TASK PROMPT: Give again, exactly as written, each line of the material below starting at the line that contains "Query: flower petal" and ending at the line that contains "Query: cluster of white flowers". Both ends count, and no other line does.

INPUT FOR THIS TASK:
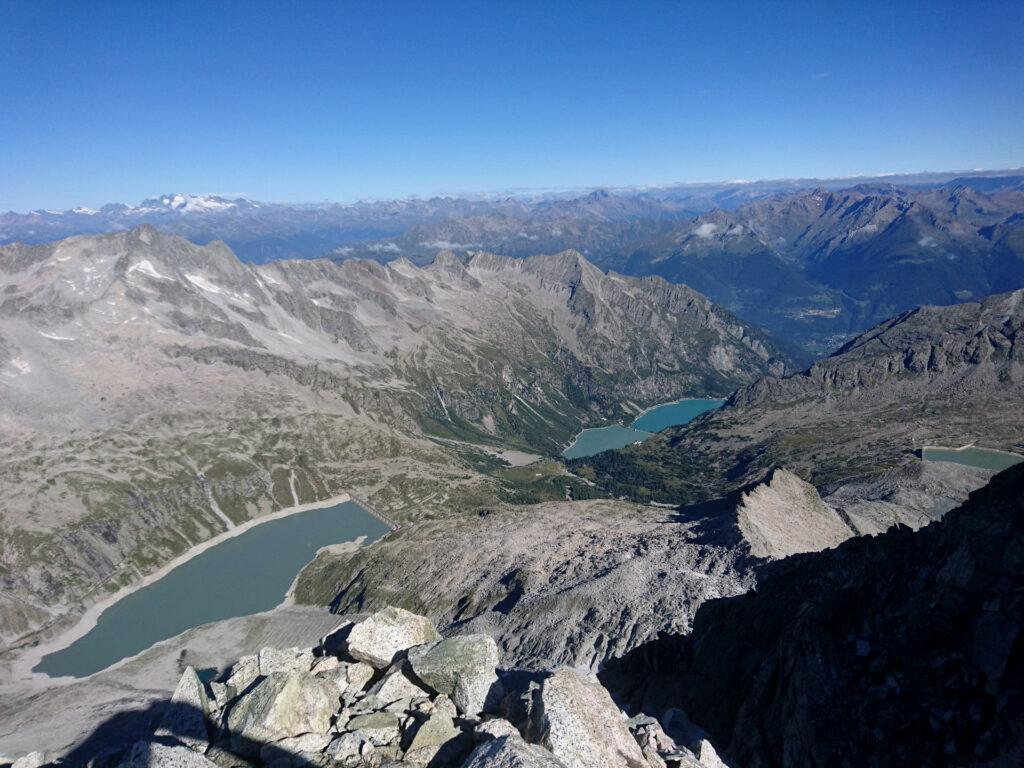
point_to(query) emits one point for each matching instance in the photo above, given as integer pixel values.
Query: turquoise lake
--
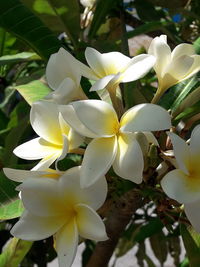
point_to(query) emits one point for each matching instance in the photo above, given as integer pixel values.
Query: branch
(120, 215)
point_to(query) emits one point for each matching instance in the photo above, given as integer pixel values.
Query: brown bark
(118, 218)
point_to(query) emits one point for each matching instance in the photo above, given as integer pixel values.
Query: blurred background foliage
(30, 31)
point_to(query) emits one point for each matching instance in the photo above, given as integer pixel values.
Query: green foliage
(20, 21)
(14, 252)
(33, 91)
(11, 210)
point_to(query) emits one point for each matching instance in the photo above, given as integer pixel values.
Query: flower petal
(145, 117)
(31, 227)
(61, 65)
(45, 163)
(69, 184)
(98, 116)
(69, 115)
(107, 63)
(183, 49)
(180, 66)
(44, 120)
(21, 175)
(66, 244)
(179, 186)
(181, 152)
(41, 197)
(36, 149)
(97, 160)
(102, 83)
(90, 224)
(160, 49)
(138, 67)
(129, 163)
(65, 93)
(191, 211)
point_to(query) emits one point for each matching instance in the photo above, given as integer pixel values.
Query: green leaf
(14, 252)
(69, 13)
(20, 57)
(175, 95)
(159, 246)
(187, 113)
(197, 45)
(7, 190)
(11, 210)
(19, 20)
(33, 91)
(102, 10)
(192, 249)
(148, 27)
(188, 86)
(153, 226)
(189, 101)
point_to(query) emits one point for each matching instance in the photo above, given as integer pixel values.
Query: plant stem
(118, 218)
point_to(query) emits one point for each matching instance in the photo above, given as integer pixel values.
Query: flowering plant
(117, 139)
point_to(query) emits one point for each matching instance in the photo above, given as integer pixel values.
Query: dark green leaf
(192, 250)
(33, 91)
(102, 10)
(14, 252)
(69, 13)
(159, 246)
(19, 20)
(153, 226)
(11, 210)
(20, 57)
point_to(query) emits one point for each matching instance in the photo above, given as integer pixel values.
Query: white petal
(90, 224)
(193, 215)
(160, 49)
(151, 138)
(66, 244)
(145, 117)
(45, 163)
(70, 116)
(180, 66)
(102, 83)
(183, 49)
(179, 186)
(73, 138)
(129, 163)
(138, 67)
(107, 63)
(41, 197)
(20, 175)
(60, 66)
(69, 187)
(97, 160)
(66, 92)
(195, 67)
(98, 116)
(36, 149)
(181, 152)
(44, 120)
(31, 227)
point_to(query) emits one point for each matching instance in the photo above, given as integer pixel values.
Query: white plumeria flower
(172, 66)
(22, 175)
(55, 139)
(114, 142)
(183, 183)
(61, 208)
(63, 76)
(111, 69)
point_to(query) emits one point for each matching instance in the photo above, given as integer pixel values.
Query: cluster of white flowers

EXERCISE OUTPUT:
Query: flower petal
(145, 117)
(31, 227)
(61, 65)
(45, 163)
(69, 184)
(98, 116)
(69, 115)
(107, 63)
(183, 49)
(180, 66)
(44, 120)
(21, 175)
(66, 244)
(179, 186)
(181, 152)
(41, 197)
(36, 149)
(97, 160)
(102, 83)
(90, 224)
(160, 49)
(138, 67)
(129, 163)
(65, 93)
(191, 211)
point_to(query) emits one point for each matching instance in the photo above, given as integer pixel values.
Query: green leaf
(14, 252)
(69, 13)
(20, 57)
(175, 95)
(159, 246)
(187, 113)
(197, 45)
(7, 190)
(11, 210)
(19, 20)
(33, 91)
(102, 10)
(192, 249)
(148, 27)
(188, 86)
(153, 226)
(189, 101)
point_to(query) emits one point for each matching instance in the photo above, given as integer pixel values.
Query: plant stem
(118, 218)
point_to(query) emits one point for each matching instance in the photo above, given as integer pixel values.
Query: flowering plant
(117, 139)
point_to(query) emits one point for each matching instance in the photo above, given as integer pixel values.
Query: dark green leaf
(192, 250)
(33, 91)
(102, 10)
(14, 252)
(69, 13)
(159, 246)
(19, 20)
(153, 226)
(11, 210)
(20, 57)
point_to(query) emits one point for each matching instance in the photo above, given as integer pixel values.
Query: white petal
(90, 224)
(193, 215)
(160, 49)
(151, 138)
(66, 244)
(145, 117)
(45, 163)
(70, 116)
(180, 66)
(102, 83)
(183, 49)
(179, 186)
(73, 138)
(129, 163)
(138, 67)
(107, 63)
(41, 197)
(20, 175)
(60, 66)
(69, 187)
(97, 160)
(66, 92)
(195, 67)
(98, 116)
(36, 149)
(181, 152)
(44, 120)
(31, 227)
point_to(query) emits one point for each matching instance in the photo above, given as integer pixel values.
Query: white plumeria flower
(172, 66)
(22, 175)
(55, 139)
(114, 142)
(183, 183)
(61, 208)
(63, 76)
(111, 69)
point_to(query) emits one point for each matching instance in the photo above, given as integer pixel values.
Query: cluster of white flowers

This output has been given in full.